JINSEI STORIES

滞仏日記「ボルドー発祥カヌレに悶絶、ビストロでボルドーワインで酔うの巻」」 Posted on 2023/01/06 辻 仁成 作家 パリ

某月某日、ボルドーは古都なのに、実にセンスのいい大人の街であった。レストランも、カフェも、お菓子屋さんも、可愛くて、舞い上がった父ちゃんであった。
とくに、ボルドー発祥のカヌレが、信じられないくらいに美味しかった。パリで食べていたカヌレがいったい何だったのか、と思ったほどに、表面が超カリカリで中が超しっとり、なのである。カリカリでしっとりではなく、超カリカリで超しっとり、という60年も生きてきた父ちゃんが、悶絶した、美味しさだった。
「これが、これが、カヌレというものなのか」
と思わず、路上で目の玉ひんむいて、驚愕してしまったのであーる。

滞仏日記「ボルドー発祥カヌレに悶絶、ビストロでボルドーワインで酔うの巻」」

滞仏日記「ボルドー発祥カヌレに悶絶、ビストロでボルドーワインで酔うの巻」」



滞仏日記「ボルドー発祥カヌレに悶絶、ビストロでボルドーワインで酔うの巻」」

※ 超絶美味いカヌレなり!!!

とにかく、食べ物が美味しい。
ぼくと三四郎は一軒の老舗ビストロのソファ席に陣取ることになった。
ボルドーはアキテーヌ県なので、肉と赤ワインであろう。
ここは奮発をして、ステーキと赤ワイン(サンテステフ)を頼んだ父ちゃんであった。
三四郎は足元で丸くなって、お店の人たちにお水を貰い、ぺろぺろしていた。
三四郎はいろいろと「食べたいよー」とせがんでくるのだけど、長生きしてもらいたいので、ここは心を鬼にして、「あげないー」と拒否。
なんどかやっていると、すねて、諦めるのである。
諦めが早いのがこの子のいいところでもある。あはは。
アキテーヌ産の牛肉は柔らかく、ボルドー産の赤ワインは力強かった。
すると、そこに帝京大学からメッセージが飛び込んだのであった。
「辻ゼミの応募者が34名に達しましたので、締め切りました。反響が大きかったです」
というものであった。
実は、連絡がなかったので、ぼくはやはり「小説ゼミ」では人が集まらないのかな、と思っていた。
正直、ゼミ話がないので、もうこの話は消えてなくなったのだろう、と思っていたところ、34名も応募があったのだ。

* [演習課題]:
A: 引用文で、ボルドーの街にあって「可愛くて」と形容されている店の種類をすべて挙げてください。
B: 記録データの行から、文字列「slope」を含むものをすべて集めてください。

* [記録データ]:
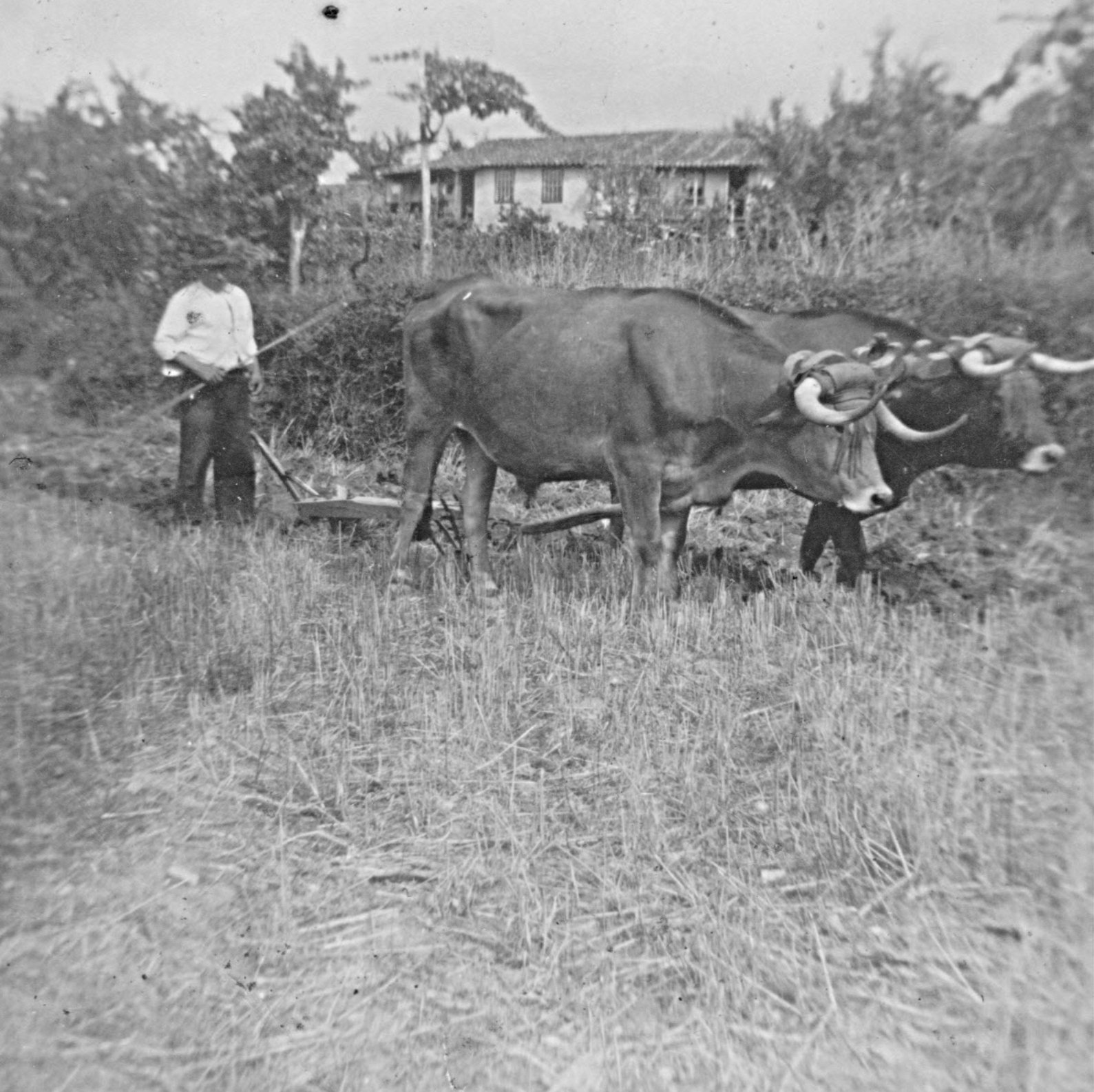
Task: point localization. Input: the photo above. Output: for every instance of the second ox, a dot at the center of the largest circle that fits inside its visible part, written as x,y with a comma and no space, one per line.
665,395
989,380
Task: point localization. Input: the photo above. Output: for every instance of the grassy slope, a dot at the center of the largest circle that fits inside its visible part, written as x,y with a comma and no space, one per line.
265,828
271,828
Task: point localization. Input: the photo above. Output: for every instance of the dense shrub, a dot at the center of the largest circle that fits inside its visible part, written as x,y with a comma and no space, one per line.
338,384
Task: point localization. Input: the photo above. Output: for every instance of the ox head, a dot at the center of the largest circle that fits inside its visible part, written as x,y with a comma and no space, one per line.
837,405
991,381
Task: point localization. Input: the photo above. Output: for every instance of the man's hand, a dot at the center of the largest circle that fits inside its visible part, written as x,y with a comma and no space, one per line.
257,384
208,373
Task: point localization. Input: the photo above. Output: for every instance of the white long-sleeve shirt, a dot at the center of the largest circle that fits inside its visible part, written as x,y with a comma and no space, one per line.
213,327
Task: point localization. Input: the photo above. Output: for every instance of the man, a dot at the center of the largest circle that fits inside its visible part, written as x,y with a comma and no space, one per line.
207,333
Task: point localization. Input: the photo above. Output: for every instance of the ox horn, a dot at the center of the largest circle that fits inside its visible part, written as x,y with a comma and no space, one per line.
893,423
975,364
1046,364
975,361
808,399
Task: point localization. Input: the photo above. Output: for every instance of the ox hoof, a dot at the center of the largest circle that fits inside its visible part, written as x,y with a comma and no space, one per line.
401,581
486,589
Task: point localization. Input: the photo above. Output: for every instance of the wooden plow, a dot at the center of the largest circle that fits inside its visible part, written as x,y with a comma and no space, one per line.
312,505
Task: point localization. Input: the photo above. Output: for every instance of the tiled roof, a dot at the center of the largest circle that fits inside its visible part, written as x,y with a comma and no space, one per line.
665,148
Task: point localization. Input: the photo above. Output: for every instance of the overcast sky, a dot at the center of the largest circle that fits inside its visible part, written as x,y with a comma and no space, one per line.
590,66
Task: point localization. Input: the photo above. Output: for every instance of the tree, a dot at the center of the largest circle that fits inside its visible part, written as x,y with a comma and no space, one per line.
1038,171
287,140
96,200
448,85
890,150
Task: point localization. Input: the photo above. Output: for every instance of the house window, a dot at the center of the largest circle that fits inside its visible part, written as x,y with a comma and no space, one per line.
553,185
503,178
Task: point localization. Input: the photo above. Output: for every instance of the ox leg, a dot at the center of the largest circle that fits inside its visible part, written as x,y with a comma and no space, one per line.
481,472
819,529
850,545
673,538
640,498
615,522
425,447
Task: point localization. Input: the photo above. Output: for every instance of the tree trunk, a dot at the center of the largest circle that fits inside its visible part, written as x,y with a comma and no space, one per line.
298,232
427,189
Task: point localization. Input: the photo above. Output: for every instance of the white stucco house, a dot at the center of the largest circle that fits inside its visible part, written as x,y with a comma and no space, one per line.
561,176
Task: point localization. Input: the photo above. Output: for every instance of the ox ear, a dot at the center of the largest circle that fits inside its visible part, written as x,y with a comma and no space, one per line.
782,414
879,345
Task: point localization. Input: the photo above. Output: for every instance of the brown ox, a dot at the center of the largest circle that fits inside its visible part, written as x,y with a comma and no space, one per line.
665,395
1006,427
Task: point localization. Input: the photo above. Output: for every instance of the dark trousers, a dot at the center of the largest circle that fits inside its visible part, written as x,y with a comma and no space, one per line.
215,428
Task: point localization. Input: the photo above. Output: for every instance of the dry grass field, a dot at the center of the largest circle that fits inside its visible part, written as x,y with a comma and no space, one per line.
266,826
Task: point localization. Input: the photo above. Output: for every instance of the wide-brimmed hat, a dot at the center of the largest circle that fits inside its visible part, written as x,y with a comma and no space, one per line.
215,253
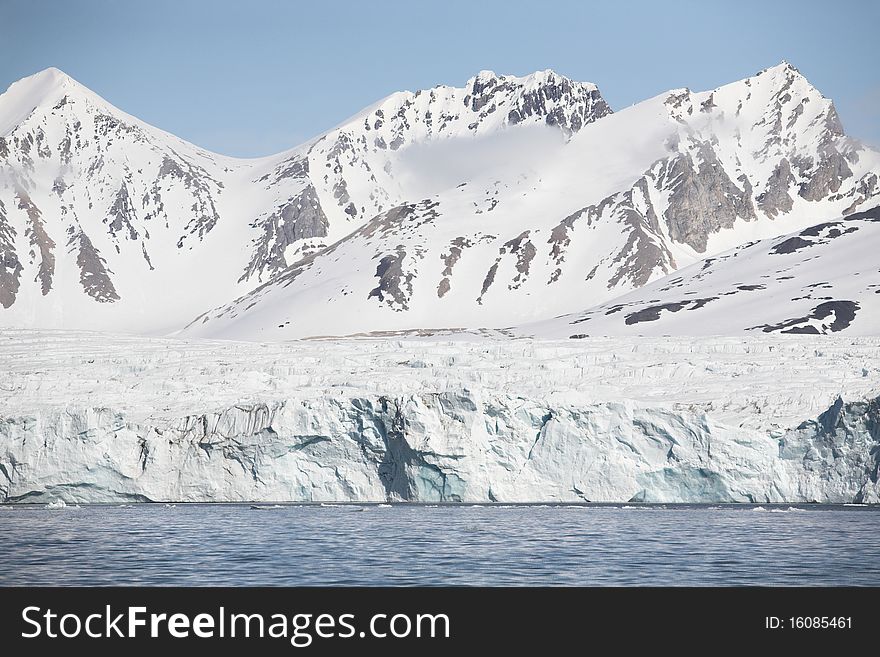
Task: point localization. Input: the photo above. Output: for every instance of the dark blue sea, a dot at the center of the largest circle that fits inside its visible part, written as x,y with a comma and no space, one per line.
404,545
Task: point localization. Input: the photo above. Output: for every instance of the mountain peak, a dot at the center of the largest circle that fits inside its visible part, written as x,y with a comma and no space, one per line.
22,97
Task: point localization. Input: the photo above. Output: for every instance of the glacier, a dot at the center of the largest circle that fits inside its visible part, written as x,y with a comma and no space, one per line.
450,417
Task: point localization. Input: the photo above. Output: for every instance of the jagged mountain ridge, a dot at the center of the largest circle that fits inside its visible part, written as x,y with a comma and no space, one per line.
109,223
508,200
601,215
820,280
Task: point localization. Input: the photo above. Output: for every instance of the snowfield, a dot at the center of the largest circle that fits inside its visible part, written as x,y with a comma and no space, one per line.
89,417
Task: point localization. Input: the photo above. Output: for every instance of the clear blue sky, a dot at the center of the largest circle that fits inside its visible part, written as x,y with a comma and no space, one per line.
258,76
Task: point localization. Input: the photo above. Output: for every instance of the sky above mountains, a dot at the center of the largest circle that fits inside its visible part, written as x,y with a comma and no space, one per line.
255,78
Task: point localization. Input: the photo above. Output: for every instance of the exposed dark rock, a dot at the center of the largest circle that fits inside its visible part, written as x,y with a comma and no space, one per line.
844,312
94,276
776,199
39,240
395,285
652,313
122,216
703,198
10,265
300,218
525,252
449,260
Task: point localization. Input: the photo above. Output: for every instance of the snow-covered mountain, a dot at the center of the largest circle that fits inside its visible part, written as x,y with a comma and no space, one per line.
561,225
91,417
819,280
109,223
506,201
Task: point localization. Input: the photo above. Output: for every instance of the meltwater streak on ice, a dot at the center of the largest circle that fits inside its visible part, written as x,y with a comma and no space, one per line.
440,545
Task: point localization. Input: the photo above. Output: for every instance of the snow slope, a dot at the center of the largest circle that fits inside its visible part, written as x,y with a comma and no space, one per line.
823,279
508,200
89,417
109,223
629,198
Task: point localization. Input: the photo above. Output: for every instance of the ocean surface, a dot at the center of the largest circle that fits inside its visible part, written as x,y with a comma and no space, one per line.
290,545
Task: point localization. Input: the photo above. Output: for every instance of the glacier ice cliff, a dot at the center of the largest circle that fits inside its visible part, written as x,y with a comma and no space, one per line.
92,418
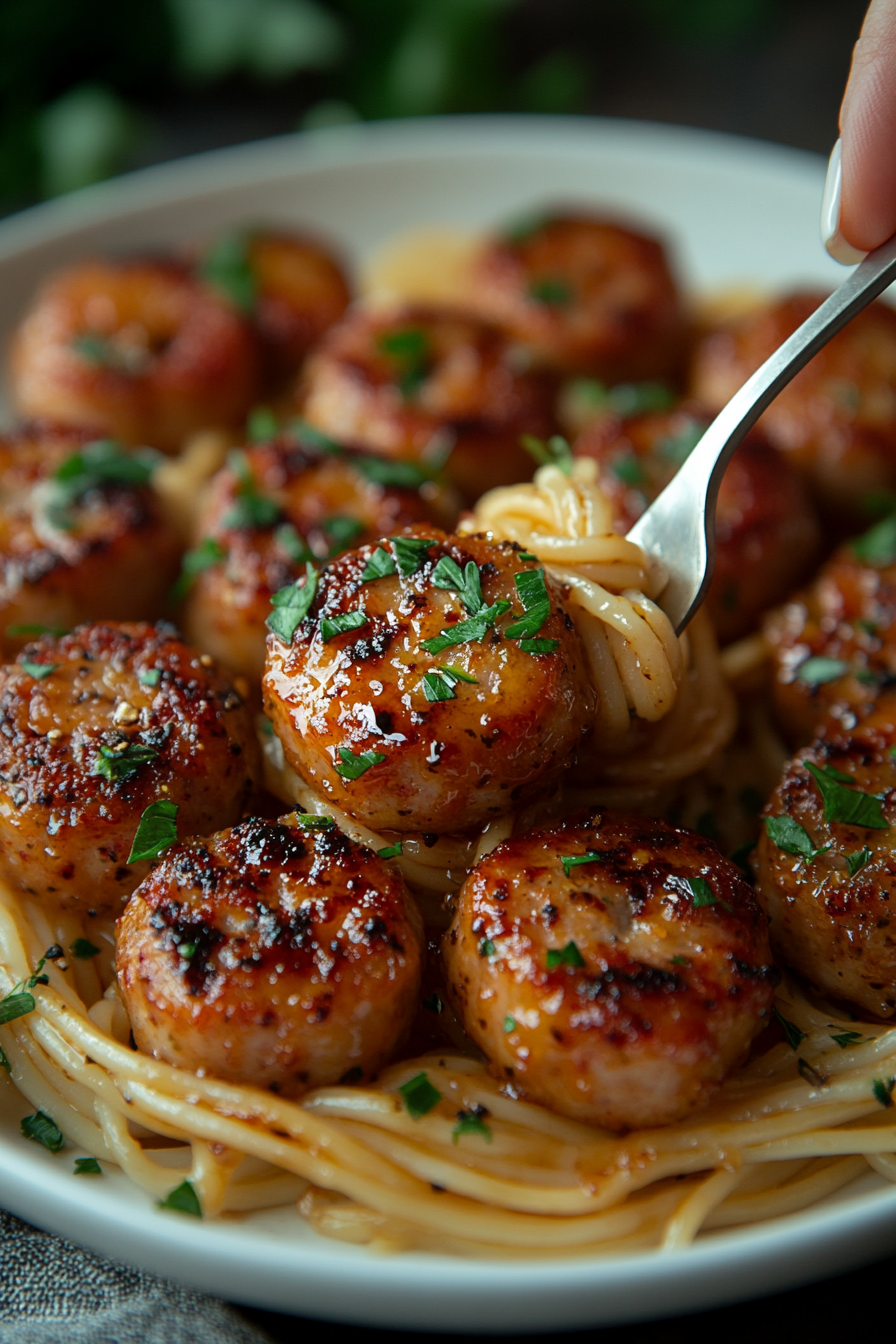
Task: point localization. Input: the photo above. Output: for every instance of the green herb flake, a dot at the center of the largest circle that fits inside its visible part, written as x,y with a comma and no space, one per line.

* [最終結果]:
A: レストラン、カフェ、お菓子屋さん

B:
Task: point localization. Input: the photo above. Output: for every instance of the grassy slope, a dot at the center of the largest circle that fits inside its visible part, written as x,y with a comma and no space, one per line.
Task: point localization. Input: the photo above. Output: for every instance of the snow slope, a dot at the center of the largest circle that fits inside its visible part, written as x,y with a comma and no space, one per line.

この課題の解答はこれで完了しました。